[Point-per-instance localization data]
-=-=-

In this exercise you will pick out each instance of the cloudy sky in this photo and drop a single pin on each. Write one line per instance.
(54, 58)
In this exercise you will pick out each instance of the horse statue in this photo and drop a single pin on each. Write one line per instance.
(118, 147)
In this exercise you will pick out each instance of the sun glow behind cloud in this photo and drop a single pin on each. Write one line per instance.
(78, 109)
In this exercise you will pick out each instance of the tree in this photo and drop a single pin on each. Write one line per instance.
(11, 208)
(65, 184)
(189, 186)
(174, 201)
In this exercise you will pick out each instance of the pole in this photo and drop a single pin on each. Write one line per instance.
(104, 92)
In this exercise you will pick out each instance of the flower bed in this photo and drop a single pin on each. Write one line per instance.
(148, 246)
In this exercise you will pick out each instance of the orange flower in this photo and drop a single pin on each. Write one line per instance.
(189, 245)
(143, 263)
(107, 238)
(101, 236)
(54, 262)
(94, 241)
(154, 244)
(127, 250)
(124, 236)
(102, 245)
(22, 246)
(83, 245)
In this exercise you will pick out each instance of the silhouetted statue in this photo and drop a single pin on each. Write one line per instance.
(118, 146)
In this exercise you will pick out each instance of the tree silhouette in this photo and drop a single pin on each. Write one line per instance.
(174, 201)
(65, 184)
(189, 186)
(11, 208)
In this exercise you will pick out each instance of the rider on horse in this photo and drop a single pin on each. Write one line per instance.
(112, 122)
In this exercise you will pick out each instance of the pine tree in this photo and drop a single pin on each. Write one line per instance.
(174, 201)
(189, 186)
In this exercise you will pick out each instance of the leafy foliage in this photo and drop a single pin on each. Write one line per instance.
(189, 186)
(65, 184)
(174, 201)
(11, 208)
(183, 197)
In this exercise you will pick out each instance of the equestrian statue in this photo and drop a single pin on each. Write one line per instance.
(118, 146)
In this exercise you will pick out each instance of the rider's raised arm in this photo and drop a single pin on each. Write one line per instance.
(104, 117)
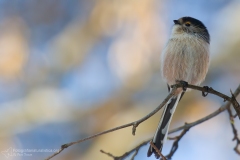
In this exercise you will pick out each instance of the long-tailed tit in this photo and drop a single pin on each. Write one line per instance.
(185, 58)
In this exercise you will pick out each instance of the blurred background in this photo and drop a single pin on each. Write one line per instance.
(70, 69)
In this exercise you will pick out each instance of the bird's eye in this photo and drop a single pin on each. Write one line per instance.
(187, 24)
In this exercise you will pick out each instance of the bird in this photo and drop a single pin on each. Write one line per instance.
(184, 58)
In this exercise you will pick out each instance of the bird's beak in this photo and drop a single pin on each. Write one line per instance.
(176, 22)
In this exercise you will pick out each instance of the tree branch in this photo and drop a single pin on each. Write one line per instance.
(235, 134)
(185, 127)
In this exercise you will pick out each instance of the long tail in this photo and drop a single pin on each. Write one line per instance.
(163, 126)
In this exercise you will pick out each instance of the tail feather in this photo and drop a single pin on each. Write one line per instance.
(162, 130)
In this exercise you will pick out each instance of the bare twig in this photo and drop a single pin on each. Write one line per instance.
(158, 152)
(212, 91)
(175, 143)
(235, 134)
(135, 150)
(218, 111)
(134, 124)
(186, 126)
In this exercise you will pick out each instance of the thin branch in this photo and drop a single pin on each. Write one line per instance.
(206, 89)
(175, 143)
(187, 126)
(235, 134)
(135, 150)
(136, 123)
(218, 111)
(158, 152)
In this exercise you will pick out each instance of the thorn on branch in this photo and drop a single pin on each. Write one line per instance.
(175, 143)
(157, 150)
(204, 94)
(235, 134)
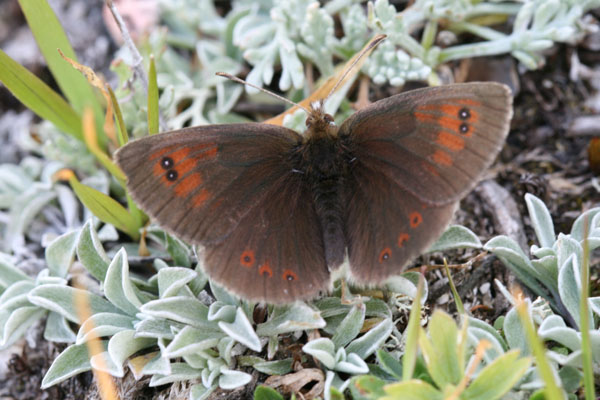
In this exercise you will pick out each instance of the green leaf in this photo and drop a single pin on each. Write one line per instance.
(72, 361)
(389, 364)
(266, 393)
(50, 36)
(91, 253)
(541, 220)
(103, 325)
(411, 390)
(39, 97)
(456, 237)
(233, 379)
(59, 253)
(106, 208)
(178, 250)
(152, 99)
(497, 378)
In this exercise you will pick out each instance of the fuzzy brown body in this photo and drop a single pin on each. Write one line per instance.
(324, 162)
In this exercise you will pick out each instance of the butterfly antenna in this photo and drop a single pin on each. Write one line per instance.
(370, 46)
(236, 79)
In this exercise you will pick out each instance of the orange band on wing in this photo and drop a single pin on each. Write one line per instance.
(187, 185)
(201, 198)
(442, 158)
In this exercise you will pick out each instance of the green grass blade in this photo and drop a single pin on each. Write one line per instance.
(152, 99)
(105, 208)
(586, 346)
(39, 97)
(552, 391)
(50, 36)
(412, 331)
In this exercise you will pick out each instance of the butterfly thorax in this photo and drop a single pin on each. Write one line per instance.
(322, 158)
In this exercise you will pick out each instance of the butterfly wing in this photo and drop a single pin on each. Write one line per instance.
(232, 190)
(433, 142)
(415, 155)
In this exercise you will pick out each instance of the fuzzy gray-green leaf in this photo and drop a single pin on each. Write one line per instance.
(541, 220)
(241, 330)
(59, 253)
(368, 343)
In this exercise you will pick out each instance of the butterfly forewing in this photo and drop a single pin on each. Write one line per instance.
(199, 182)
(276, 252)
(232, 190)
(433, 142)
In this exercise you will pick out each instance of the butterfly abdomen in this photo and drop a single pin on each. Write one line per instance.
(323, 163)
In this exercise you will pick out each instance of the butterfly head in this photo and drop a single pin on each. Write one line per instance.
(319, 123)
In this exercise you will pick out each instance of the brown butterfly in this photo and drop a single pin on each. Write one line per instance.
(276, 212)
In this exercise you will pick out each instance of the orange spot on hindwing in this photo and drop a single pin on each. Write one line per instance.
(247, 259)
(440, 157)
(187, 185)
(199, 199)
(450, 141)
(415, 218)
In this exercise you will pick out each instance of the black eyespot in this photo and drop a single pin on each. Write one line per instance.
(464, 113)
(172, 175)
(166, 162)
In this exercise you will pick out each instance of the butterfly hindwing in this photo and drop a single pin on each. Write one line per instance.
(199, 182)
(387, 226)
(433, 142)
(232, 190)
(415, 155)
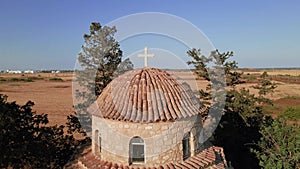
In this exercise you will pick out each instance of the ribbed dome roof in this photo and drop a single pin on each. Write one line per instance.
(147, 95)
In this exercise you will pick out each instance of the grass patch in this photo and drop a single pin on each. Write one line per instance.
(21, 79)
(56, 79)
(291, 97)
(291, 113)
(269, 109)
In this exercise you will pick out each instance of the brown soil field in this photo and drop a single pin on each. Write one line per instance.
(50, 97)
(54, 97)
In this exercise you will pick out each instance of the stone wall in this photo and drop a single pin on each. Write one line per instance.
(162, 140)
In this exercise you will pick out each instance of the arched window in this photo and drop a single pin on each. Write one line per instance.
(98, 140)
(136, 150)
(186, 147)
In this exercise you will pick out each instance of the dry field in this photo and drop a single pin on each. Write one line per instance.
(54, 97)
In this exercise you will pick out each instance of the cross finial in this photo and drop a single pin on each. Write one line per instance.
(146, 55)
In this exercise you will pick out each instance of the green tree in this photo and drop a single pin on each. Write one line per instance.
(279, 146)
(26, 141)
(100, 60)
(242, 114)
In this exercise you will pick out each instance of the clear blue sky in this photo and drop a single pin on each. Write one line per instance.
(38, 34)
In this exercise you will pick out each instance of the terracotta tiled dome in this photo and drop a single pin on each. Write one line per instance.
(147, 95)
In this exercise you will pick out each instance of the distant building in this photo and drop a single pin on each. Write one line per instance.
(29, 71)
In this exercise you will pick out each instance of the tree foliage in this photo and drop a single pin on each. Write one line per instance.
(279, 146)
(27, 141)
(242, 115)
(100, 60)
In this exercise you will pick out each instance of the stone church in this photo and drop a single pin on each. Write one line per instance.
(146, 118)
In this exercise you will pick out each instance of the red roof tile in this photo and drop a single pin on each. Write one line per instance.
(147, 95)
(212, 157)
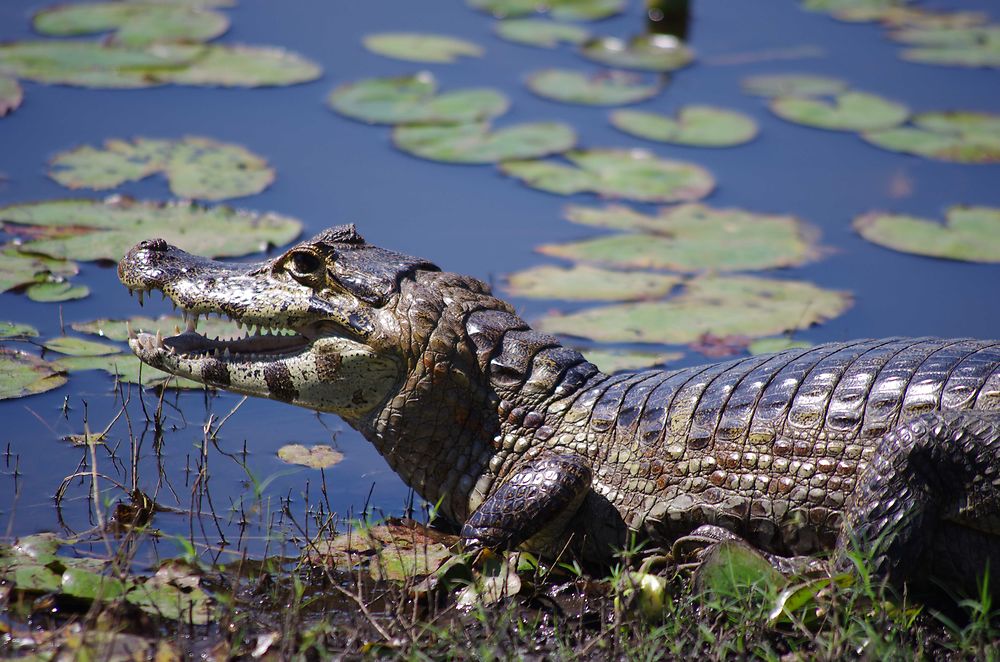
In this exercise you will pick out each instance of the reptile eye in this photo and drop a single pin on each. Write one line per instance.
(305, 263)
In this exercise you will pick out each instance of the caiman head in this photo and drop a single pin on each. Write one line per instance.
(317, 330)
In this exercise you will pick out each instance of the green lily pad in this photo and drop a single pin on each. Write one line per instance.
(610, 361)
(244, 66)
(649, 52)
(11, 95)
(849, 111)
(79, 346)
(117, 329)
(196, 167)
(56, 291)
(703, 126)
(18, 269)
(133, 23)
(319, 456)
(690, 237)
(773, 345)
(94, 230)
(540, 32)
(969, 234)
(607, 88)
(126, 367)
(586, 283)
(953, 46)
(722, 306)
(94, 64)
(477, 143)
(23, 374)
(960, 137)
(565, 10)
(417, 47)
(612, 173)
(16, 330)
(792, 85)
(413, 100)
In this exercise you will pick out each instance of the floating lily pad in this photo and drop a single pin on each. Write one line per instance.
(610, 361)
(319, 456)
(413, 100)
(704, 126)
(690, 238)
(970, 234)
(610, 173)
(244, 66)
(540, 32)
(416, 47)
(792, 85)
(94, 230)
(23, 374)
(953, 46)
(849, 111)
(723, 306)
(196, 167)
(477, 143)
(56, 291)
(16, 330)
(11, 95)
(607, 88)
(773, 345)
(565, 10)
(93, 64)
(650, 52)
(133, 23)
(79, 346)
(961, 137)
(18, 269)
(586, 283)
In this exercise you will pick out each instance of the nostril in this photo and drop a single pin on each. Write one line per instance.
(154, 245)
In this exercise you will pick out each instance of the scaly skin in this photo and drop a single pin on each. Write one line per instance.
(528, 444)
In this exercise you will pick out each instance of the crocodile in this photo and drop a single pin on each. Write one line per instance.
(891, 446)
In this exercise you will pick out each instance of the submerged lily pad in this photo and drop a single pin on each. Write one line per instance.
(610, 361)
(607, 88)
(586, 283)
(792, 85)
(10, 330)
(11, 95)
(953, 46)
(565, 10)
(612, 173)
(24, 374)
(723, 306)
(133, 23)
(319, 456)
(961, 137)
(80, 346)
(970, 234)
(849, 111)
(477, 143)
(56, 291)
(196, 167)
(540, 32)
(416, 47)
(704, 126)
(690, 237)
(650, 52)
(95, 230)
(413, 100)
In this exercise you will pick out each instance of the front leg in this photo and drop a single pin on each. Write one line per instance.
(533, 505)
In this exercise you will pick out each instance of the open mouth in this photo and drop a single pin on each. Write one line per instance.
(252, 339)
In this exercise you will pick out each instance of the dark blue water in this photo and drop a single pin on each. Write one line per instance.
(466, 218)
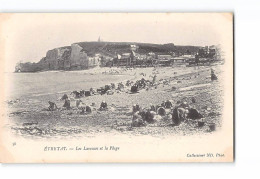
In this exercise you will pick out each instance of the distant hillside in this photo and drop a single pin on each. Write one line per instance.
(84, 55)
(113, 48)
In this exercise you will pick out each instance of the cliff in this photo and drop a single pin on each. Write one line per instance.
(84, 55)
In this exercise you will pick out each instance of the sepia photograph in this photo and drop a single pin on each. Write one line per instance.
(116, 87)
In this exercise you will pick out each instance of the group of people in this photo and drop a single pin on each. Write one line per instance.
(178, 113)
(79, 105)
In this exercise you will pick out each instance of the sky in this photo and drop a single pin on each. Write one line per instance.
(27, 37)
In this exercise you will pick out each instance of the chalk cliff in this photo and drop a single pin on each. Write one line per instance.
(84, 55)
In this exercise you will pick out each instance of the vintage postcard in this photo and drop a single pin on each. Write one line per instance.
(116, 87)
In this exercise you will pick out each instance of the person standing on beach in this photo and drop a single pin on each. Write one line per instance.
(154, 78)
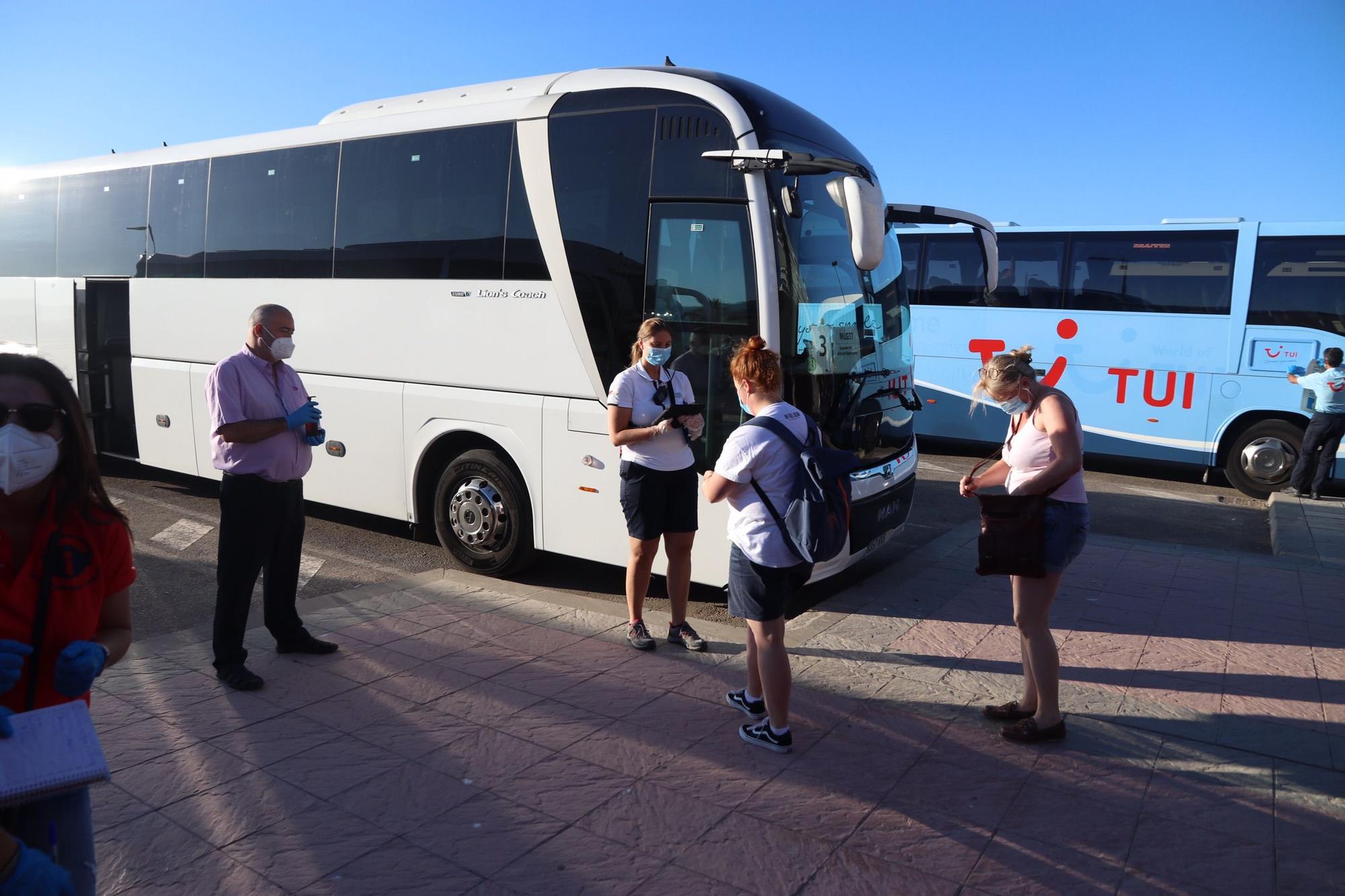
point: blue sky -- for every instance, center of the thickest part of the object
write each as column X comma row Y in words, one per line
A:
column 1040, row 112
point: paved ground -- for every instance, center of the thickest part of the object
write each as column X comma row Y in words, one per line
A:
column 496, row 737
column 176, row 520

-=-=-

**Your instructions**
Tell how many lines of the data above hold the string "object". The number alone is the answer.

**Written response**
2